**Task**
Starting with the line that contains "target | street lamp post" and running through the end of the records, inclusive, copy those lines again with "one per line" changed to "one point per line" and nothing else altered.

**Data supplied**
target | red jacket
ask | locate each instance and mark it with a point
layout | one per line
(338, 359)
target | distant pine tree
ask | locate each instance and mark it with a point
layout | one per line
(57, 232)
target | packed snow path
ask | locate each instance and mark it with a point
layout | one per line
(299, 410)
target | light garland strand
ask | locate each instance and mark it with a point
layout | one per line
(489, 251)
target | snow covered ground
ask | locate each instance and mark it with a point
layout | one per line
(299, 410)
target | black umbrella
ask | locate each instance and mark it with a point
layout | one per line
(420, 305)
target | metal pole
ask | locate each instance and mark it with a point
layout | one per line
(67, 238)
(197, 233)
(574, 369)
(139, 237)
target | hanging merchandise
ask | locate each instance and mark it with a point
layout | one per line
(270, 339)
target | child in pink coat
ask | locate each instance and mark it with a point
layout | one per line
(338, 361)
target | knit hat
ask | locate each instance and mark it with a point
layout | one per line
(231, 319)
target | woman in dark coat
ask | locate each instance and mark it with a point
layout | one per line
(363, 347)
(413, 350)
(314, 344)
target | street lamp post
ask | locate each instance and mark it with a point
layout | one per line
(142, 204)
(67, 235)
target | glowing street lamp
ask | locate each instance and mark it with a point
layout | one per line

**Full solution**
target | street lamp post
ask | locate each instance and mark it with a point
layout | one point per line
(142, 204)
(67, 235)
target | glowing street lamp
ask | locate each instance and mark it with a point
layout | one point per line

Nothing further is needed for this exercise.